READING TEXT
▬▬▬▬▬▬
Antonio Delgado, a black 41-year-old lawyer, is running against incumbent Republican Rep. John Faso in the highly competitive congressional race for New York’s 19th Congressional District. But for the past few months, the contest has been consumed by a debate over Delgado’s former career as a socially conscious rapper named “AD the Voice,” with Faso and conservative groups arguing that the Democrat’s old music makes him unfit to represent the district.
In a new ad from the National Republican Congressional Committee, lyrics from Delgado’s rap career are juxtaposed against clips from his recent campaign ads. A line in which Delgado says that he is “fighting for what’s fair and just” is followed by an old AD the Voice lyric, “gotcha sweatin’ this like ya having sex to a porno flick.” Another line where the candidate says “we owe it to our country to restore the American Dream” is followed by a clip of AD the Voice saying “criticize — it’s what a patriot does” and “God Bless Iraq.”
The ad is the latest effort to frame Delgado’s rap career as an issue that should keep him from winning the upcoming congressional race.
▬▬▬▬▬▬
RECORDED DATA
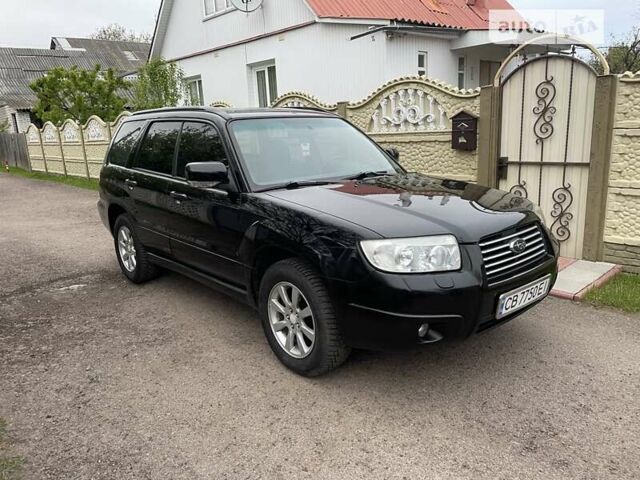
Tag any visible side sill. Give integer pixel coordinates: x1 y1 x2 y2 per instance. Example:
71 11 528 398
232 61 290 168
148 253 252 305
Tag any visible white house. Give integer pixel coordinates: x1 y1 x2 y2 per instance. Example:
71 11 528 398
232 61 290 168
151 0 513 107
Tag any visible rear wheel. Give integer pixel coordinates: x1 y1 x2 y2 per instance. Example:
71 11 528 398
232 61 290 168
113 214 158 283
259 259 350 376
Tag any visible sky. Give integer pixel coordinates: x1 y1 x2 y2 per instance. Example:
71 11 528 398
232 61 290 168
0 0 640 48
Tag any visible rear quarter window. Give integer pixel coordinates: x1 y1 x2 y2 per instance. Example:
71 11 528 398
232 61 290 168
107 122 144 167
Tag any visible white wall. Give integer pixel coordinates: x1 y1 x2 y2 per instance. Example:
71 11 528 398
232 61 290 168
159 0 500 107
168 23 468 107
0 105 31 133
160 0 315 60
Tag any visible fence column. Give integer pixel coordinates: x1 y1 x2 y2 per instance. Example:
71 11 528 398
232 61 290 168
56 127 68 177
478 86 500 187
582 75 618 261
38 129 49 173
77 122 91 180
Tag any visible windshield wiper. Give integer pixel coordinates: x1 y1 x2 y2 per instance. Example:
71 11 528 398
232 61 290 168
349 170 392 180
260 180 335 192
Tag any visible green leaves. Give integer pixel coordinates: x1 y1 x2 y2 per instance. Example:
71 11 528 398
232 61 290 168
589 27 640 73
133 58 184 110
31 65 130 125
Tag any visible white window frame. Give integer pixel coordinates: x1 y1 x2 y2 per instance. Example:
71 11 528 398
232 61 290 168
456 57 467 90
184 75 204 107
202 0 235 20
251 62 278 107
418 50 429 77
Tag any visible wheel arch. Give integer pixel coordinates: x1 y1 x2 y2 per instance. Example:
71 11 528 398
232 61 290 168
107 203 128 234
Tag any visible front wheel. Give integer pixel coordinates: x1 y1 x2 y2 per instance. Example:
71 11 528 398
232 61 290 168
259 259 350 377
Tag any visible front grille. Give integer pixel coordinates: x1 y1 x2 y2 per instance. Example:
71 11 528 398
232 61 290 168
480 224 548 285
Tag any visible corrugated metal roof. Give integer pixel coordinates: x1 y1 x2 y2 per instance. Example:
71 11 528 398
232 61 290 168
307 0 513 30
0 38 150 110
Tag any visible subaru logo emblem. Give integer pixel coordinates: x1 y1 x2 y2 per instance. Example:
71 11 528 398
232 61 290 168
509 238 527 254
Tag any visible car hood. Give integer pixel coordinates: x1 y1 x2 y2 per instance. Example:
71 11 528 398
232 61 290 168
268 173 537 243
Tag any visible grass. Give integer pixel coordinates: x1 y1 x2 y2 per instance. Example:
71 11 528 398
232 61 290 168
0 418 24 480
0 167 99 190
585 273 640 313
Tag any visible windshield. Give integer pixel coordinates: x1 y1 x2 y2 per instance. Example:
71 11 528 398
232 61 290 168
230 117 401 190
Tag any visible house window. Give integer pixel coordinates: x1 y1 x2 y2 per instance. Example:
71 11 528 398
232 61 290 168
186 77 204 107
458 57 467 89
254 65 278 108
418 52 429 77
204 0 233 17
122 50 139 62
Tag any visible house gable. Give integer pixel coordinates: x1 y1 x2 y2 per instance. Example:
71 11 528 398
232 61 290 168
151 0 316 60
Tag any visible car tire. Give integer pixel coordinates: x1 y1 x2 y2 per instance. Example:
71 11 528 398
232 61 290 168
113 214 159 283
259 259 351 377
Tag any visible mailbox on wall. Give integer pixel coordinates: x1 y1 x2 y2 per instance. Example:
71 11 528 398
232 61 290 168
451 111 478 150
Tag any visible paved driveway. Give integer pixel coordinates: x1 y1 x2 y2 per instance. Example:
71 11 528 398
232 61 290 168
0 174 640 480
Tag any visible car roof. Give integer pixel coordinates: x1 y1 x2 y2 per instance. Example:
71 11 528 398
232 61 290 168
129 107 336 120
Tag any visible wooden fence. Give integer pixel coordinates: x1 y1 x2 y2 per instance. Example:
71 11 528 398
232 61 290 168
26 112 131 179
0 133 30 170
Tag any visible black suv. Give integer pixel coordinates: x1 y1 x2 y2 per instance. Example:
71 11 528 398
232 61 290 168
98 108 558 375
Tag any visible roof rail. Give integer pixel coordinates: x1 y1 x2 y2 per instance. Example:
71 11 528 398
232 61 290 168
131 107 216 116
271 106 337 115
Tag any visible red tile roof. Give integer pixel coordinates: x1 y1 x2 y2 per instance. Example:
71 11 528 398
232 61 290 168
307 0 513 30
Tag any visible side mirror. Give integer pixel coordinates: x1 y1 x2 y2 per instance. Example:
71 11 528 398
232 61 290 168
384 147 400 162
185 162 229 188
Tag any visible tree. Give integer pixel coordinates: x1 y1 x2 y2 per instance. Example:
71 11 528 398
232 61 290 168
91 23 152 43
31 65 130 125
133 58 185 110
589 27 640 73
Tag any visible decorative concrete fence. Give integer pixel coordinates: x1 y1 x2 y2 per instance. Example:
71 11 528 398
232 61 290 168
273 77 480 181
604 72 640 273
27 112 131 179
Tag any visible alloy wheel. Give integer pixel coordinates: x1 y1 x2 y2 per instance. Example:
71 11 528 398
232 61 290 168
269 282 316 358
118 226 138 272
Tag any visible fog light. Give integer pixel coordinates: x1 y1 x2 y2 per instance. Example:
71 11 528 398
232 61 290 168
418 323 429 338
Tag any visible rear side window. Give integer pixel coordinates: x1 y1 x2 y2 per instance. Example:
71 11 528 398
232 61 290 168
176 122 228 177
107 122 144 167
134 122 182 175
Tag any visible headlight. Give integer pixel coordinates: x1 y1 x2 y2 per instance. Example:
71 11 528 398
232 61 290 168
533 204 547 225
360 235 460 273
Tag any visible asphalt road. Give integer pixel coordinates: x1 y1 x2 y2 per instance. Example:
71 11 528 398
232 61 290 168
0 173 640 480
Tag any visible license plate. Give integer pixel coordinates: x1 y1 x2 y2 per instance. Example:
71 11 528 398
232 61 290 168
496 275 551 319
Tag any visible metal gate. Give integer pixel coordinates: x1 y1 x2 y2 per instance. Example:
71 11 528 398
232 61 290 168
498 50 597 258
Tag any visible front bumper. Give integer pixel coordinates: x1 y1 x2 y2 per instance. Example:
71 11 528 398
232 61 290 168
332 247 558 350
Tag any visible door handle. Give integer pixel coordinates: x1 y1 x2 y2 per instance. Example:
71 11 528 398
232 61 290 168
496 157 509 181
169 192 189 202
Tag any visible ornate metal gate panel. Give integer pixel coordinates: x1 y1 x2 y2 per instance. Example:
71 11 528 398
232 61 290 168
498 54 596 258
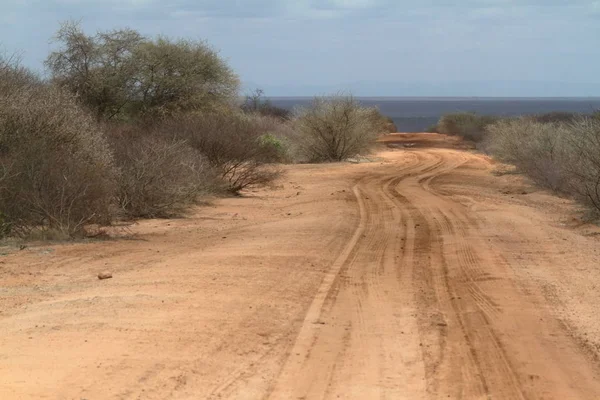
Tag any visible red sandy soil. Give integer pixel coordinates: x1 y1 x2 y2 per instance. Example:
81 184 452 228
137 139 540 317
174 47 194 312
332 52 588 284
0 134 600 400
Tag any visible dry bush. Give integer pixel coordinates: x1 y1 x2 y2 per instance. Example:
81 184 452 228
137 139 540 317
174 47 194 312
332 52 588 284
485 117 573 192
241 89 292 121
159 113 284 193
294 95 386 162
46 22 239 120
436 112 498 142
0 57 116 236
567 117 600 213
109 126 218 218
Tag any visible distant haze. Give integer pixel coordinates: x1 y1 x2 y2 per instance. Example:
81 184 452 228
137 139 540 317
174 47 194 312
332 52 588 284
271 97 600 132
0 0 600 96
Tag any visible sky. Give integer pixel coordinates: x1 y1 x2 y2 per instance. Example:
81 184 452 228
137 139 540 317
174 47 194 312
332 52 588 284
0 0 600 96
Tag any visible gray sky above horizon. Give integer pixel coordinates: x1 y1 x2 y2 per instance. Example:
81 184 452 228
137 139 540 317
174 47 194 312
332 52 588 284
0 0 600 96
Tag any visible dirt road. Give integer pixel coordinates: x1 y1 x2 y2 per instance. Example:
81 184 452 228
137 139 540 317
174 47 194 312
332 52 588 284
0 134 600 400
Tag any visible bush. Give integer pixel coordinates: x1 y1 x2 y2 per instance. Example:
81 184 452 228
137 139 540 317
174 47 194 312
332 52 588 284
159 113 282 193
241 89 292 121
437 112 498 142
486 117 572 192
529 111 582 123
46 22 239 120
425 125 440 133
110 127 218 218
567 117 600 213
294 95 386 162
0 57 117 236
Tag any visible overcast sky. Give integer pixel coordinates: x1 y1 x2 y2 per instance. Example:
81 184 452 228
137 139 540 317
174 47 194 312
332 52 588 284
0 0 600 96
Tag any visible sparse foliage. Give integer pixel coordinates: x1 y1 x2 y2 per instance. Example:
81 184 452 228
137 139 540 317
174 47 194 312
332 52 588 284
46 22 239 119
0 56 117 236
160 113 281 193
110 126 218 218
242 89 292 121
294 95 386 162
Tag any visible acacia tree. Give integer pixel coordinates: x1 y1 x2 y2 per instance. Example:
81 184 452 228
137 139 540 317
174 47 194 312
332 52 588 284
46 22 239 119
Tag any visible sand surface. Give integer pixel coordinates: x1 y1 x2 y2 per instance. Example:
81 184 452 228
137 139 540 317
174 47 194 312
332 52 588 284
0 134 600 400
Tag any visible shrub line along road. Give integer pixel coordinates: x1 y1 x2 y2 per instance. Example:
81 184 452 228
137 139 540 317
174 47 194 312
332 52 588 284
0 134 600 400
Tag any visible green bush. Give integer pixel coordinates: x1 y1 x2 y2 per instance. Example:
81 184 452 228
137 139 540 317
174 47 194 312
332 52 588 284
46 22 239 121
293 95 386 162
158 112 282 193
109 126 219 218
0 57 117 236
437 112 499 142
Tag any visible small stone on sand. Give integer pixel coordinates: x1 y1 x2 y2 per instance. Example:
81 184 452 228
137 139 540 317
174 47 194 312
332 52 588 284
98 271 112 280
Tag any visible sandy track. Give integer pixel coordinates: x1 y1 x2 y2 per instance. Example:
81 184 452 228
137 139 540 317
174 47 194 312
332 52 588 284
0 135 600 400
▬▬▬▬▬▬
EXERCISES
A. How would you say this sentence from the article on Antonio Delgado's congressional race in Spanish: "The ad is the latest effort to frame Delgado’s rap career as an issue that should keep him from winning the upcoming congressional race."
B. In the article on Antonio Delgado's congressional race, what name did Delgado use during his rap career?
C. Return the passage of the article on Antonio Delgado's congressional race from "Antonio Delgado, a" up to and including "represent the district.", with no changes.

TASK SOLUTIONS
A. El anuncio es el intento más reciente de presentar la carrera de rap de Delgado como un asunto que debería impedirle ganar la próxima contienda por un escaño en el Congreso.

B. AD the Voice

C.
Antonio Delgado, a black 41-year-old lawyer, is running against incumbent Republican Rep. John Faso in the highly competitive congressional race for New York’s 19th Congressional District. But for the past few months, the contest has been consumed by a debate over Delgado’s former career as a socially conscious rapper named “AD the Voice,” with Faso and conservative groups arguing that the Democrat’s old music makes him unfit to represent the district.